TASK DETAILS.
Lines in the entries below where the word "building" shows up should each be copied.

═══ EXTRACTED INFORMATION ═══

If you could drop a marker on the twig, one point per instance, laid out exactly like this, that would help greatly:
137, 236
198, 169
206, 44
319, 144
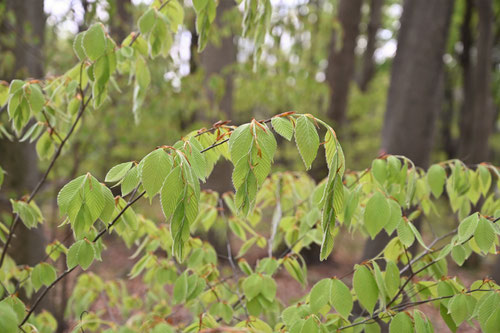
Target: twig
68, 271
83, 106
276, 219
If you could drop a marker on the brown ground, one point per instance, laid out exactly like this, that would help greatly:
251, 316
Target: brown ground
116, 264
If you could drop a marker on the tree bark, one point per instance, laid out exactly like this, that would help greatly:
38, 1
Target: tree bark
215, 59
415, 92
122, 20
341, 63
20, 159
23, 39
414, 97
375, 21
477, 114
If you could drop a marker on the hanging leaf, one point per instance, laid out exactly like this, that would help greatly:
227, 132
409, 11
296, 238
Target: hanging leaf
307, 140
377, 214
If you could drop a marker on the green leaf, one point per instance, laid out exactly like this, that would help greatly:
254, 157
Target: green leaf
377, 214
283, 127
307, 140
44, 146
379, 170
80, 253
295, 270
392, 279
78, 46
421, 323
9, 320
69, 192
457, 308
486, 307
467, 227
405, 233
459, 254
252, 286
396, 216
35, 97
240, 142
341, 298
130, 181
147, 21
493, 323
365, 287
172, 191
268, 288
181, 288
117, 172
401, 323
175, 14
94, 42
436, 177
155, 168
484, 235
43, 274
320, 295
199, 5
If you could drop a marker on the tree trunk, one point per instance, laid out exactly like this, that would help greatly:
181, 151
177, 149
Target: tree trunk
23, 40
216, 58
368, 70
477, 114
20, 159
415, 94
122, 20
414, 97
341, 62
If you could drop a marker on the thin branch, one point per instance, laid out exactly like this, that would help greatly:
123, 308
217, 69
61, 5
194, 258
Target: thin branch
276, 219
83, 106
68, 271
405, 306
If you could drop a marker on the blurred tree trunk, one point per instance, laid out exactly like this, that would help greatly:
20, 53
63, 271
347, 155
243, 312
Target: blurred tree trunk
215, 60
20, 159
22, 39
477, 113
122, 20
414, 97
374, 23
341, 59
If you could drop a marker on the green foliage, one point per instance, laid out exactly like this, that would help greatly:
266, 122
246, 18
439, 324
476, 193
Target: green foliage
180, 271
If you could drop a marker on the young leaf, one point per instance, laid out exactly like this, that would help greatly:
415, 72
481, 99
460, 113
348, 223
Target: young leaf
180, 288
401, 323
484, 235
458, 309
43, 274
307, 140
436, 177
365, 287
172, 191
341, 298
240, 142
147, 21
283, 127
155, 168
377, 214
467, 227
9, 321
81, 253
252, 286
117, 172
268, 288
94, 42
320, 295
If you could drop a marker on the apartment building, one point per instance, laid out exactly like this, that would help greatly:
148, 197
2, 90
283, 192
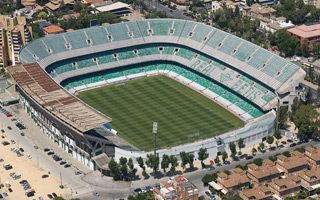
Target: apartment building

═══

RESPONSE FOR THIS EXERCISE.
If you could drop a marker on the apartment building, one point per instance, laid out exactly like this, that would help greatly:
Target: apartment building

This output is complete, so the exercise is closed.